### Assigned task
The entries below are to be duplicated exactly, with nothing left out.

(Natural language region descriptions)
----------------
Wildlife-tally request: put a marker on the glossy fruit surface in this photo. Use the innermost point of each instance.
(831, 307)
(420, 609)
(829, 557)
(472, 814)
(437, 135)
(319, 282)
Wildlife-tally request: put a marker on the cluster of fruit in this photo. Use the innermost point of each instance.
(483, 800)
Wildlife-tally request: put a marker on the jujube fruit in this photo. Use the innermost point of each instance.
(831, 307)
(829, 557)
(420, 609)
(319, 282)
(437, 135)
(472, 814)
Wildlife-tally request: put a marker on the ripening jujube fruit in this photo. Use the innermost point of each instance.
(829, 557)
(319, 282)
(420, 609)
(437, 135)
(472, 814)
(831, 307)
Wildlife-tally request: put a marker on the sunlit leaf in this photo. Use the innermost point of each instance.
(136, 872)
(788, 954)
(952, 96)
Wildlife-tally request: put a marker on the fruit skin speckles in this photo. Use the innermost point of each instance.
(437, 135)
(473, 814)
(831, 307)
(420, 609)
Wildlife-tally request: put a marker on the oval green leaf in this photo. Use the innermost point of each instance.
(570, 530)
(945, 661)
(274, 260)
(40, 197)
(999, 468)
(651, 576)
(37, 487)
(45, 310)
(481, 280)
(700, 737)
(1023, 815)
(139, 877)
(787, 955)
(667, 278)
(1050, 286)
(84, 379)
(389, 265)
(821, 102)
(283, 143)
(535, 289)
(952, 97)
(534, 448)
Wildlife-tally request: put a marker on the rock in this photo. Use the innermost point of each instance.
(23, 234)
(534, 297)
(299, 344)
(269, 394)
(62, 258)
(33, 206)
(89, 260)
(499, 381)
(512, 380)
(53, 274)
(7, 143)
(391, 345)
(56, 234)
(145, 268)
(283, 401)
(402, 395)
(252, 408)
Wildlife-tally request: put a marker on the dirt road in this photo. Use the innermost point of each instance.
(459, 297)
----------------
### Task output
Wildlife-tally request: put a marker on the glossy fruit surface in this photo. Use the innermost point of each instance.
(831, 307)
(420, 609)
(829, 557)
(472, 814)
(437, 135)
(319, 282)
Wildlife-tally request: put a marker on the cluster of fruit in this photo. Use the innermost point of each instance.
(483, 800)
Wildlife-tally request: put a marker on the jujube fruit in this photo. Use the innermost point of each instance.
(831, 307)
(829, 557)
(420, 609)
(319, 282)
(437, 135)
(472, 814)
Wildlife-tally request: put a marker on the ripening jujube fruit in this photo. Use the innermost point of each instance.
(829, 557)
(319, 282)
(420, 609)
(437, 135)
(472, 814)
(831, 307)
Wildlife-tally request: put a marker on the sunlit leaf in this photo. Use the innermost point of each instance.
(136, 872)
(788, 954)
(952, 96)
Wildlife-tally request: put a marker on the fruit skin speckles in this photo. Use the innermost point of each instance.
(437, 135)
(473, 814)
(831, 307)
(420, 609)
Wildlife-tally request: put a marker on the oval green leaf in this photo. Use the innermost point of each instance.
(570, 530)
(945, 661)
(274, 260)
(40, 197)
(999, 468)
(651, 576)
(37, 487)
(45, 310)
(481, 280)
(700, 737)
(1023, 815)
(139, 877)
(787, 955)
(667, 278)
(1050, 286)
(84, 379)
(389, 265)
(821, 102)
(283, 143)
(535, 289)
(952, 97)
(534, 448)
Wildlife-tally request: put a marker on the rock in this photo. Use the innermost point of each instance.
(23, 234)
(534, 297)
(299, 344)
(269, 394)
(62, 258)
(33, 206)
(89, 260)
(499, 381)
(512, 380)
(53, 274)
(7, 143)
(391, 345)
(56, 234)
(145, 268)
(283, 401)
(402, 395)
(252, 408)
Wildlife-tally request: put a marker on the dirt road in this photo. Use the innermost point of each instance.
(459, 297)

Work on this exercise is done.